Instructions to follow:
Every line below between the one holding "leafy branch overhead." and the one holding "dark tree silhouette.", inclusive, should be copied exactly, and no other line.

Records drawn from a dataset
= = = = = = =

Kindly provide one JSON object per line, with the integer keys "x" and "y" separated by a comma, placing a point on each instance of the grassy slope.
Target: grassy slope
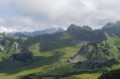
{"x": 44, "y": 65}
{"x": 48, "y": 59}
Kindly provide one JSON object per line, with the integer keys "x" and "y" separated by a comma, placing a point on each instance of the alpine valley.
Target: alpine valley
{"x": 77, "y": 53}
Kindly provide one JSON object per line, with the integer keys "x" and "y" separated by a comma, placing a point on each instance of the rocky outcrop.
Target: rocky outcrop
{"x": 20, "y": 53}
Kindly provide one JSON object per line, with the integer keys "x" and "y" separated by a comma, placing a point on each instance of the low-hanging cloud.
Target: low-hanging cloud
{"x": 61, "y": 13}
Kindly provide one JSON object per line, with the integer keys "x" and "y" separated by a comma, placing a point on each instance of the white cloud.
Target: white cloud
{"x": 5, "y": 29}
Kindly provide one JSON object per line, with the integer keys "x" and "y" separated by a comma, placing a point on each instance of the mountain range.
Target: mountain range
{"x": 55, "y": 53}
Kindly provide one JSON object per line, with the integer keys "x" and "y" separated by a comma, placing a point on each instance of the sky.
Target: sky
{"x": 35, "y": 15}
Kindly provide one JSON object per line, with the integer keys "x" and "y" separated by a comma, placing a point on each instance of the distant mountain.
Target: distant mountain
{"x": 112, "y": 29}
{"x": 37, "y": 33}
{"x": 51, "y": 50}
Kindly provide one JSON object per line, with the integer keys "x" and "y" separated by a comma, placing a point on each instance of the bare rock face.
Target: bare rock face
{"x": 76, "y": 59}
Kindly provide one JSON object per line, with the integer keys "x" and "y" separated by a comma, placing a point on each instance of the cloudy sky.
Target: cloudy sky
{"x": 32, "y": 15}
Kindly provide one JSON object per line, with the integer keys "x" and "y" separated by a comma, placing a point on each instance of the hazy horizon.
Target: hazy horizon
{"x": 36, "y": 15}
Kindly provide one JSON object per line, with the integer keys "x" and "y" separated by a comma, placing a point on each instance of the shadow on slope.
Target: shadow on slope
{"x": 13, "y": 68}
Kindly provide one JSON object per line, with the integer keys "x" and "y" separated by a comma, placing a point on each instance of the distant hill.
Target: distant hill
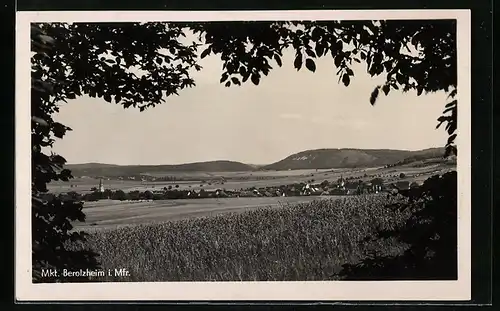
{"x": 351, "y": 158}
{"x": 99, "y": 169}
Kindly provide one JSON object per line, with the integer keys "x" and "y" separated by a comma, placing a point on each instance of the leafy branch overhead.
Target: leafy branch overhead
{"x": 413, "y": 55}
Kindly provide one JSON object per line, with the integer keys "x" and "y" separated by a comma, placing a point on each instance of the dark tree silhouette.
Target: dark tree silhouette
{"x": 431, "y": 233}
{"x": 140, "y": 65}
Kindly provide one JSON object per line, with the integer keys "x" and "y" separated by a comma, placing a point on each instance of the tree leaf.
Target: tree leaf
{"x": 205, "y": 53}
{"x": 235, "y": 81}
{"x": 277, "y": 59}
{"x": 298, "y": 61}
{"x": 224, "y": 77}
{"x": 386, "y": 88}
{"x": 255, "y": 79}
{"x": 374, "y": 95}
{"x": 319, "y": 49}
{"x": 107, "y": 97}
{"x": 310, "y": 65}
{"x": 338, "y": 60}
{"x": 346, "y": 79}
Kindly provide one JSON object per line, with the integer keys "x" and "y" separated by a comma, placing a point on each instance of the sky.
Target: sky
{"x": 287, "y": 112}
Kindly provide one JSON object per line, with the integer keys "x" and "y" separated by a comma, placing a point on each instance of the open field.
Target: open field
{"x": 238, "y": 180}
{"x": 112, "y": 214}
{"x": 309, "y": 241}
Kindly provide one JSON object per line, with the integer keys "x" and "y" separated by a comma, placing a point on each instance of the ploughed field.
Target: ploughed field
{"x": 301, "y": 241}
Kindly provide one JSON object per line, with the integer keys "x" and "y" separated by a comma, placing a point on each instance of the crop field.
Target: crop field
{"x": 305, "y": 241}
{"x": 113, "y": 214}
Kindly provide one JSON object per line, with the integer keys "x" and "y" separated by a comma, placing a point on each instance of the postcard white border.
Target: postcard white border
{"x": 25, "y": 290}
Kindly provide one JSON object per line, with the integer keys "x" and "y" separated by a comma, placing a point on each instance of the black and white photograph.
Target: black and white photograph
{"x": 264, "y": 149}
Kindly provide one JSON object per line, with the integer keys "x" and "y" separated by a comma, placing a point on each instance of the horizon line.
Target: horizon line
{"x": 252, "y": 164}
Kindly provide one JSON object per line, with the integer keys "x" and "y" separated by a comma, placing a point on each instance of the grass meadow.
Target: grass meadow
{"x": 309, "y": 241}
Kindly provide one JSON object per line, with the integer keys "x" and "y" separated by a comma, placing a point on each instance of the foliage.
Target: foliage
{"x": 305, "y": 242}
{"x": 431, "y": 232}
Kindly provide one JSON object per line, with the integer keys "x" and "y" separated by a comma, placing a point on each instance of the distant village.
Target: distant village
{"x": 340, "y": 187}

= = = = = = =

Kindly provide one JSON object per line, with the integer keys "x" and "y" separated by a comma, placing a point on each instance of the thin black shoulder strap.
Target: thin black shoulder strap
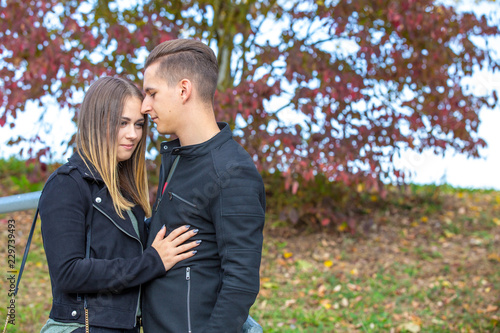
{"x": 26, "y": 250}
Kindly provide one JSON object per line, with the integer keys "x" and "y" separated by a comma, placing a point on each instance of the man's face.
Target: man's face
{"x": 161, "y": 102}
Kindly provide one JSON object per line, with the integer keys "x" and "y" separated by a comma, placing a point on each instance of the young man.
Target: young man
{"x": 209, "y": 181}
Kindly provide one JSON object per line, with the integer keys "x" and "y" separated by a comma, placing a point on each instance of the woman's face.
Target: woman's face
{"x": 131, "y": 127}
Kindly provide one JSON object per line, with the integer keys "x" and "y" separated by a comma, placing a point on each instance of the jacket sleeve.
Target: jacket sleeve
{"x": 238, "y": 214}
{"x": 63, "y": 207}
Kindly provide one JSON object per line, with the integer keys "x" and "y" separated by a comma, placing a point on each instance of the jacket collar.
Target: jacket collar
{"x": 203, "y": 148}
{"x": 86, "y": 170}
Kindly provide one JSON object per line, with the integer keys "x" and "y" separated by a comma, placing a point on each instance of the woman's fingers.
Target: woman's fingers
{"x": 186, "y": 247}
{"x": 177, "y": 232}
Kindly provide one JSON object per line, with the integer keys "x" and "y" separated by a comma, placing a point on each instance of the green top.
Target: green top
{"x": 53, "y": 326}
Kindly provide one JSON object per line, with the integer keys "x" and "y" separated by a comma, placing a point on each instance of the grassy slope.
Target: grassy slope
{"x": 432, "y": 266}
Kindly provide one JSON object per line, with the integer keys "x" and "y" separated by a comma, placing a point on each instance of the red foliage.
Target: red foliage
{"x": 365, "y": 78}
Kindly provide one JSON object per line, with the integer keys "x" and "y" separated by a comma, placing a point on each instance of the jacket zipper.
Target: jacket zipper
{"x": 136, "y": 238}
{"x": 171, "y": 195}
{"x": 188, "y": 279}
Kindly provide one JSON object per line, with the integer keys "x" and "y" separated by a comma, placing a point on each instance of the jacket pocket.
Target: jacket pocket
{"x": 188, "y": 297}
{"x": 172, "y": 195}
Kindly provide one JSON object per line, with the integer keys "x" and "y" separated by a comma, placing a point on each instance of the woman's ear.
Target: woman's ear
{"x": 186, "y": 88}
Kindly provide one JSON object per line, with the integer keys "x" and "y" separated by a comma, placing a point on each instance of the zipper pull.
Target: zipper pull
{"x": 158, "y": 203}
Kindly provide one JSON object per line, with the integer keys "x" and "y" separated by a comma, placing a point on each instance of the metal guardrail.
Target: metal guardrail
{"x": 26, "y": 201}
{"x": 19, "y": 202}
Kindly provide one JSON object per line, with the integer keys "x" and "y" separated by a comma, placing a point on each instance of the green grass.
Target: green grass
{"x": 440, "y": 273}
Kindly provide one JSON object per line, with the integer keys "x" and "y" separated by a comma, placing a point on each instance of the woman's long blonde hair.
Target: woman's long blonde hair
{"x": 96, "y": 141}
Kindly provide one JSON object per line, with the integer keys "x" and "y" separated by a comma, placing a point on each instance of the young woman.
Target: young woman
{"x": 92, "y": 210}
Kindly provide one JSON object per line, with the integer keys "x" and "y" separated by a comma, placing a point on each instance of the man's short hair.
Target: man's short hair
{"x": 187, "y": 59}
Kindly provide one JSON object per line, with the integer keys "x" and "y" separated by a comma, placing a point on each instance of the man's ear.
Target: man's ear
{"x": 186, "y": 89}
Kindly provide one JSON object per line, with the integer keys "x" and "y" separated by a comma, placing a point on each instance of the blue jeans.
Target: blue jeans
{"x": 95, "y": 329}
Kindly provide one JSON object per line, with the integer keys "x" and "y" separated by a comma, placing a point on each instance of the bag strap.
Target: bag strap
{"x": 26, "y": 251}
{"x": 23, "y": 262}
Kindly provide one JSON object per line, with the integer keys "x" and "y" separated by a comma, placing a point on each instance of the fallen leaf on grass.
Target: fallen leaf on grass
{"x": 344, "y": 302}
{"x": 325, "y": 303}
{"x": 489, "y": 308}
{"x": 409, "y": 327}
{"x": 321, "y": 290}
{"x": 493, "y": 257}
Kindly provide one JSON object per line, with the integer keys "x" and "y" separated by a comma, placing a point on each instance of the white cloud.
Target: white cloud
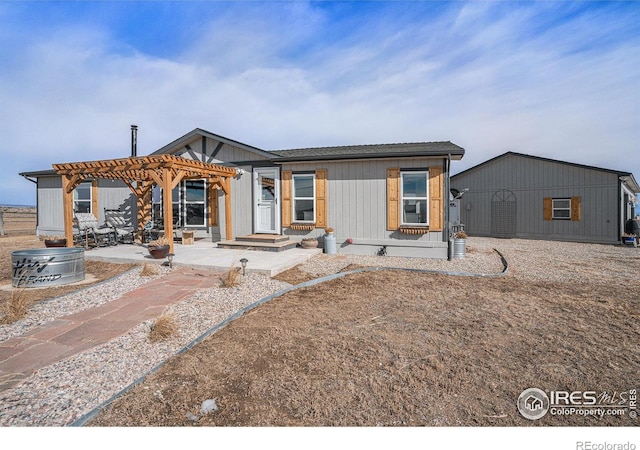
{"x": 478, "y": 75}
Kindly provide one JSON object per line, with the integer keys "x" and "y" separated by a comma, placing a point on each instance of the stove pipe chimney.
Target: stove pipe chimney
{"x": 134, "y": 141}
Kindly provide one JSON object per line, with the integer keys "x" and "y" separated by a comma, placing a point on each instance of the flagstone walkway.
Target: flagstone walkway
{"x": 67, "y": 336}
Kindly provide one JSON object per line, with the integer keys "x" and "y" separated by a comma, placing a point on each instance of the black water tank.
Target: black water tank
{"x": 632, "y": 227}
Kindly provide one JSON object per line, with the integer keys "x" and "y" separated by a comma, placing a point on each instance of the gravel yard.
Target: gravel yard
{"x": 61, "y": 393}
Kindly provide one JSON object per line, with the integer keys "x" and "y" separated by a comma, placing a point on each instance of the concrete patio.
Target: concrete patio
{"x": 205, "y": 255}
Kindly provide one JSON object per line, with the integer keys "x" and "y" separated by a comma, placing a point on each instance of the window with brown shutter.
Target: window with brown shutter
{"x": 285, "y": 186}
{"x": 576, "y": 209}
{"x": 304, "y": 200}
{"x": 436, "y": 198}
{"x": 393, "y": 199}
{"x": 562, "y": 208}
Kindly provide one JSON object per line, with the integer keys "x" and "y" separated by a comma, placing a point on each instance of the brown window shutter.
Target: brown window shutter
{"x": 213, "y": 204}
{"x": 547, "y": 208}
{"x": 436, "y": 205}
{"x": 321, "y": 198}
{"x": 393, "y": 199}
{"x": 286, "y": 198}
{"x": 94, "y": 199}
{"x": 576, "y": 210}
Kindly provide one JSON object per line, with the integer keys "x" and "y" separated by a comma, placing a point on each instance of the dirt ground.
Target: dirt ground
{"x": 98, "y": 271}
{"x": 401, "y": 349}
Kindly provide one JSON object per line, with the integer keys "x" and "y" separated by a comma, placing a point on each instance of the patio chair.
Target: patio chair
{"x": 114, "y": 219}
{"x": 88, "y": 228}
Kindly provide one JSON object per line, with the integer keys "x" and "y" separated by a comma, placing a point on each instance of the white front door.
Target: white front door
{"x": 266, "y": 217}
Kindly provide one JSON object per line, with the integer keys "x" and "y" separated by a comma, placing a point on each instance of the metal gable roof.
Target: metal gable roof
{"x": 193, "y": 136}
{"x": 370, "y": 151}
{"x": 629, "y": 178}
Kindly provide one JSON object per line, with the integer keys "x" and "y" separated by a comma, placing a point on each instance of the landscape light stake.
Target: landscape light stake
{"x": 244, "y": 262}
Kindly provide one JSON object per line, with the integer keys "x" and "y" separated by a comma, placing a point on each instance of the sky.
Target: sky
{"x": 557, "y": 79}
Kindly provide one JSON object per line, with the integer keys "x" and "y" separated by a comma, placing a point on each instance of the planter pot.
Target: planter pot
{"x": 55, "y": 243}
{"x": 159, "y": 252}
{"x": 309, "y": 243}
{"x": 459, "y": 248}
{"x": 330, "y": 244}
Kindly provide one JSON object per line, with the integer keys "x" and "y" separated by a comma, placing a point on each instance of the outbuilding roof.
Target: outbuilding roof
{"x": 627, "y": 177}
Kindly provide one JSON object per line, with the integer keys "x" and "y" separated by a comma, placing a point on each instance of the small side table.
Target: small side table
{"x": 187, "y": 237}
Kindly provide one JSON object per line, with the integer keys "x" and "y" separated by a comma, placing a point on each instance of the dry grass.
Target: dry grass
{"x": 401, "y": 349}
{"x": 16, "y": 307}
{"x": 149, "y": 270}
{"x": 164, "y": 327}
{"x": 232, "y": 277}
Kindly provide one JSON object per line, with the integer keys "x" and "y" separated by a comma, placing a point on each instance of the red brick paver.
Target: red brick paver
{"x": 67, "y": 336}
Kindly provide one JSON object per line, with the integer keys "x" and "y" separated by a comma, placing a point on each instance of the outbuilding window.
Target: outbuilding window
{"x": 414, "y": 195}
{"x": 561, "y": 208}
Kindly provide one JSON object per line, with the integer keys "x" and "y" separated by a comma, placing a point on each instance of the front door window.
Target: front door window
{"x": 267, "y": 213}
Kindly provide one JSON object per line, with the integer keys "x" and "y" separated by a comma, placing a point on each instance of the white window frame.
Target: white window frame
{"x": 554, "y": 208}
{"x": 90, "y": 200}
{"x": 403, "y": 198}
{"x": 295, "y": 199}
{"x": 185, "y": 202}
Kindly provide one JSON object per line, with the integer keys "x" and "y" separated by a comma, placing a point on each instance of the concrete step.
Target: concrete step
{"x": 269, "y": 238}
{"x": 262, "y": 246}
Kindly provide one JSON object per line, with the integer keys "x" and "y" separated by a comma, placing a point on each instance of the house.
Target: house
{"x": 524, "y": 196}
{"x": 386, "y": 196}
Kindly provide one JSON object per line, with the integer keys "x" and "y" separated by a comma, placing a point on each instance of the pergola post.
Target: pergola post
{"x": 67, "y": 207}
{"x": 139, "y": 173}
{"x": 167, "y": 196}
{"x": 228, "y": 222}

= = = = = = =

Response:
Kindly provide one JSON object per line, with the integer keys "x" and "y" separated by a comma, placing a point on each instance of the leafy branch overhead.
Target: leafy branch overhead
{"x": 413, "y": 55}
Kindly provide one JSON object per line, with the integer keys "x" and "y" separated by a comma, placing a point on each instance of the dark tree silhouette.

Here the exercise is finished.